*** RECORD SET ***
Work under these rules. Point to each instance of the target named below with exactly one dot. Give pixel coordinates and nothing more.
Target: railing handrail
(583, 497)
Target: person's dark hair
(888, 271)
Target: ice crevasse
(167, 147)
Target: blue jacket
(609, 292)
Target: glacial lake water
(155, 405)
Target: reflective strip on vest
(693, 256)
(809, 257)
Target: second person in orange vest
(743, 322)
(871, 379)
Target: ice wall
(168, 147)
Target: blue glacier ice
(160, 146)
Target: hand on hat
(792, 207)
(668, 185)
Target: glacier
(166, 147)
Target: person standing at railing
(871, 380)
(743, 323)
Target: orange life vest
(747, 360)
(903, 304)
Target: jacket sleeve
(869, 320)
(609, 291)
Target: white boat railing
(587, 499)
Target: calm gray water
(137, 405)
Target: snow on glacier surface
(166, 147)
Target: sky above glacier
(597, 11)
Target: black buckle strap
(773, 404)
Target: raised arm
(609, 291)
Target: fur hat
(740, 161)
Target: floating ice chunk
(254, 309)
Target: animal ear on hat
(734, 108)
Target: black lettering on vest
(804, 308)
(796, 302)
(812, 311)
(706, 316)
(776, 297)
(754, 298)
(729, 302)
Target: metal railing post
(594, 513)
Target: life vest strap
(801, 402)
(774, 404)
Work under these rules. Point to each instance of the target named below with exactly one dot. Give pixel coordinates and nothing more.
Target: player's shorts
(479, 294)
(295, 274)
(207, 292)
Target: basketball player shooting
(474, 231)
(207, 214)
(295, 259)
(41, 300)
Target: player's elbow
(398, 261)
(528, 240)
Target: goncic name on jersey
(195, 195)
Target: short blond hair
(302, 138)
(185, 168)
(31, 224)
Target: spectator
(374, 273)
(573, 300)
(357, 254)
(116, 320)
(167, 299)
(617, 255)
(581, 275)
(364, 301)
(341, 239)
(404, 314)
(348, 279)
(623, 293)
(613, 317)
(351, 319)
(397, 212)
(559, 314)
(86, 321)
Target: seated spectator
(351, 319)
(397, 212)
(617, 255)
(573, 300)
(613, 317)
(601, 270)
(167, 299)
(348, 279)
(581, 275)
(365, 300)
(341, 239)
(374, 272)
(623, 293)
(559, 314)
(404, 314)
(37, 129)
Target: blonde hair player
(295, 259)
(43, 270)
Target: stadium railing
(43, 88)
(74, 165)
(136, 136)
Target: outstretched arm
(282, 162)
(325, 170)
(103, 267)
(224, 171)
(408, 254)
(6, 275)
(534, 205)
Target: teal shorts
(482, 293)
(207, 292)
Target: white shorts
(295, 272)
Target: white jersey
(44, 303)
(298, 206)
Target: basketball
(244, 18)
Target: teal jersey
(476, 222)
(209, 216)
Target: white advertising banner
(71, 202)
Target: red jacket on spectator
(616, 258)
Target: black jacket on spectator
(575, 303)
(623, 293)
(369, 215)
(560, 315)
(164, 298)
*** End of RECORD SET ***
Restate the listing in full, word for word.

[REPLY]:
Work under these rules. Point to each instance of the target named below with exactly one dot. Give pixel coordinates and nothing more.
Target: railing handrail
(583, 497)
Target: person's dark hair
(888, 271)
Target: ice crevasse
(167, 147)
Target: blue jacket
(609, 292)
Target: glacial lake water
(155, 405)
Target: reflective strip on vest
(693, 256)
(809, 257)
Target: second person in orange vest
(743, 322)
(871, 379)
Target: ice wall
(168, 147)
Target: blue glacier ice
(160, 146)
Target: hand on hat
(792, 207)
(668, 185)
Target: glacier
(166, 147)
Target: person standing at railing
(871, 380)
(743, 323)
Target: orange life vest
(747, 360)
(903, 304)
Target: jacket sleeve
(869, 320)
(609, 291)
Target: white boat railing
(587, 499)
Target: calm gray water
(137, 405)
Target: snow on glacier surface
(166, 147)
Target: sky above glacier
(597, 11)
Target: black buckle strap
(773, 404)
Target: raised arm
(609, 291)
Target: fur hat
(740, 161)
Target: floating ice chunk
(254, 309)
Target: animal ear on hat
(734, 108)
Target: black lettering on vest
(804, 308)
(796, 302)
(812, 311)
(706, 316)
(776, 297)
(754, 298)
(729, 302)
Target: metal railing post
(594, 513)
Target: life vest strap
(801, 402)
(774, 404)
Work under these rules. Point to each instance of the target named below with exactly one dot. Give pixel coordinates and nothing more.
Target: player's shorts
(479, 294)
(295, 274)
(207, 292)
Target: basketball player shooting
(474, 231)
(207, 214)
(295, 259)
(41, 300)
Target: player's elbow
(398, 261)
(528, 240)
Target: goncic name on jersey
(195, 195)
Target: short blond hair
(302, 138)
(185, 168)
(31, 224)
Target: spectator
(374, 273)
(573, 300)
(357, 254)
(116, 320)
(167, 299)
(617, 255)
(581, 275)
(364, 301)
(341, 239)
(404, 314)
(348, 279)
(623, 293)
(613, 317)
(351, 319)
(397, 212)
(559, 314)
(86, 321)
Target: seated spectator
(351, 319)
(397, 212)
(617, 255)
(573, 300)
(613, 317)
(601, 270)
(167, 299)
(348, 279)
(581, 275)
(365, 300)
(341, 239)
(374, 272)
(623, 293)
(559, 314)
(404, 314)
(37, 129)
Target: blonde hair player
(295, 259)
(43, 270)
Target: stadium railing
(43, 88)
(74, 165)
(136, 136)
Target: outstretched arm
(282, 162)
(325, 170)
(103, 267)
(224, 171)
(408, 254)
(6, 275)
(534, 205)
Target: teal shorts
(482, 293)
(207, 292)
Target: white shorts
(295, 272)
Target: white jersey
(44, 303)
(298, 206)
Target: basketball
(244, 18)
Target: teal jersey
(476, 222)
(209, 216)
Target: white advertising banner
(71, 202)
Target: red jacket on spectator
(616, 258)
Target: black jacket on spectator
(575, 303)
(623, 293)
(369, 215)
(560, 315)
(164, 298)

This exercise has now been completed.